## JOB:
Answer these about the quoted email on NTB endianness:
1. Which PCI methods does the writer compare the NTB API functions to?
2. What size are the NTB device dummy registers that the methods give access to?
3. Which endianness did the writer choose for the exchanged data?

## QUOTED TEXT:

On Fri, Jan 19, 2018 at 10:03 PM, Serge Semin <fancer.lancer@...il.com> wrote:
>
> Actually the provided patch is the best solution I could come up with.
> The thing is, that the methods can't be changed. Those functions are
> the part of the NTB API methods used by many drivers. So basically they
> are like pci_{read,write}_config_{byte,word,dword}() methods. We can't
> change their prototypes only because it's suit some driver. The methods
> give an access to the NTB device dummy u32-sized registers, nothing
> else. So endianness is the transmitted data settings in this case.
>
> NTB is the technology to interconnect some two systems with possibly
> different endianness (unlike PCI, which interconnect CPU with LE devices).
> In this case I'd need to set some agreement up between two systems about
> the endianness of the exchanged data like host and network types in
> Linux networking. I've chosen the network data to be little-endian,
> that's why I needed first to convert them from CPU to le32, then on
> remote side convert them back from le32 to CPU.
>
> If you have any better suggestion how the warning can be fixed, I'd
> be glad to stick to it.

## EXTRACTED INFORMATION:
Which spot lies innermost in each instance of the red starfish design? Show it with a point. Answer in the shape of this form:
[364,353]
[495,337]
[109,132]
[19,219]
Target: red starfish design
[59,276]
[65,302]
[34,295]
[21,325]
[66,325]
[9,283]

## THE RESPONSE:
1. pci_{read,write}_config_{byte,word,dword}()
2. u32-sized
3. Little-endian